Personal details
- Born: Badrulamin bin Bahron Sabah, Malaysia
- Party: National Justice Party (keADILan) (1999–2003) People's Justice Party (PKR) (2003–present)
- Other political affiliations: Barisan Alternatif (BA) (1999–2004) Pakatan Rakyat (PR) (2008–2015) Pakatan Harapan (PH) (2015–present)
- Education: Al-Azhar University (BA) University of Kent (LLM) University of Birmingham (PhD)
- Occupation: Politician, law lecturer
- Profession: Associate professor

= Badrulamin Bahron =

Malaysian politician

Badrulamin bin Bahron, commonly known as Badrul Amin, is a Malaysian politician and former associate professor of law who taught at the International Islamic University Malaysia (IIUM) from 1984 to 1999. A member of the People's Justice Party (PKR), he contested the Sabak Bernam parliamentary seat during the 2004 and 2008 general elections, losing both times to Barisan Nasional candidates.

== Early life and education ==
Badrulamin bin Bahron was born in Sabah. He pursued his higher education in Islamic law, earning a Bachelor of Arts in Shariah from Al-Azhar University in Egypt. He later obtained a Master of Laws (LLM) in Comparative Law from the University of Kent and a PhD in Islamic Constitutional Law from the University of Birmingham.

== Career ==
From 1984 to 1999, Badrulamin worked as an assistant professor of law at the International Islamic University Malaysia (IIUM). He later served as the Communications Director in the Selangor Menteri Besar Office. He subsequently focused on community work and Islamic propagation.

== Political career ==
Badrulamin was an early member of the National Justice Party (KeADILan) and its successor, the People's Justice Party (PKR). During the 2001 party elections, he was elected a member of the Central Leadership Council. He also served as the Sabak Bernam branch chief from 2000, as well as the vice chairman of the Selangor State Liaison Committee.

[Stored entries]
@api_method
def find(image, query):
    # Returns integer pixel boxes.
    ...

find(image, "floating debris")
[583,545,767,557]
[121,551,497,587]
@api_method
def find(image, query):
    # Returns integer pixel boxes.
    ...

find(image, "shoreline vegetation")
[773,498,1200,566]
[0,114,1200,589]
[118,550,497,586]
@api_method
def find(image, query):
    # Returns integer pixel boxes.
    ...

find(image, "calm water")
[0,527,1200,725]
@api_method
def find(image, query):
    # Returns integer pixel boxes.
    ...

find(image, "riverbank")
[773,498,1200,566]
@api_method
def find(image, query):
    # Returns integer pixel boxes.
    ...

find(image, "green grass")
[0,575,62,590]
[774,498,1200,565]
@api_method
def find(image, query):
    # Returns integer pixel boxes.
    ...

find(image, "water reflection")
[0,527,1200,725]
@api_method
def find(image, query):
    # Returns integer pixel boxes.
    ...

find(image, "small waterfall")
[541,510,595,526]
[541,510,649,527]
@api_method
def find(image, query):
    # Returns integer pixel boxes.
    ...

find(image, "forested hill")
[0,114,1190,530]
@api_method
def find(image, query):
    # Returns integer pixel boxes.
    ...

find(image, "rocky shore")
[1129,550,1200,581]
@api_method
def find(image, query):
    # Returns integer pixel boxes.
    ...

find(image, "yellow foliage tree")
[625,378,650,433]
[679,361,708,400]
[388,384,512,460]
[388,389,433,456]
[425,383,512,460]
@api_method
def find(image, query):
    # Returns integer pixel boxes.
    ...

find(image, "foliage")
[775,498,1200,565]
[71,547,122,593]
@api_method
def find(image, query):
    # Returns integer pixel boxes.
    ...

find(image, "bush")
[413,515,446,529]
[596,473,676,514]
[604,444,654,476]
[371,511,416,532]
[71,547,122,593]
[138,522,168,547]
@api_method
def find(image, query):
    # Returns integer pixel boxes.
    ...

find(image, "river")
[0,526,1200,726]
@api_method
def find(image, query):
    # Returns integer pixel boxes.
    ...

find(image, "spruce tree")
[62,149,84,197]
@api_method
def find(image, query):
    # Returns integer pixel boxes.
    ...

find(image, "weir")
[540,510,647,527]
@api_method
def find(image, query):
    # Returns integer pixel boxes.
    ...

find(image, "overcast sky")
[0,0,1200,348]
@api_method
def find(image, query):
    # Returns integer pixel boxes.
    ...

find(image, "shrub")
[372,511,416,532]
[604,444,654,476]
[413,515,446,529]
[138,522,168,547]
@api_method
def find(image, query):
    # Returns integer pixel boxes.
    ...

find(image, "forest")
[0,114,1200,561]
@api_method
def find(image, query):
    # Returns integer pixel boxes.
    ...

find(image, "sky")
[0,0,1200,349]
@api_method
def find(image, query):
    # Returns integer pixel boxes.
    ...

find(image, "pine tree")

§ Brief 1
Answer these questions from the Badrulamin Bahron biography:
(a) Which university awarded him a PhD?
(b) What post did he hold in the Selangor Menteri Besar Office?
(c) In which year's party elections was he elected a member of the Central Leadership Council?
§ Brief 2
Print the part of the Badrulamin Bahron biography that begins at the words "- Occupation: Politician, law" and stops after "University of Birmingham.".

§ Exercise output 1
(a) The University of Birmingham
(b) Communications Director
(c) 2001

§ Exercise output 2
- Occupation: Politician, law lecturer
- Profession: Associate professor

= Badrulamin Bahron =

Malaysian politician

Badrulamin bin Bahron, commonly known as Badrul Amin, is a Malaysian politician and former associate professor of law who taught at the International Islamic University Malaysia (IIUM) from 1984 to 1999. A member of the People's Justice Party (PKR), he contested the Sabak Bernam parliamentary seat during the 2004 and 2008 general elections, losing both times to Barisan Nasional candidates.

== Early life and education ==
Badrulamin bin Bahron was born in Sabah. He pursued his higher education in Islamic law, earning a Bachelor of Arts in Shariah from Al-Azhar University in Egypt. He later obtained a Master of Laws (LLM) in Comparative Law from the University of Kent and a PhD in Islamic Constitutional Law from the University of Birmingham.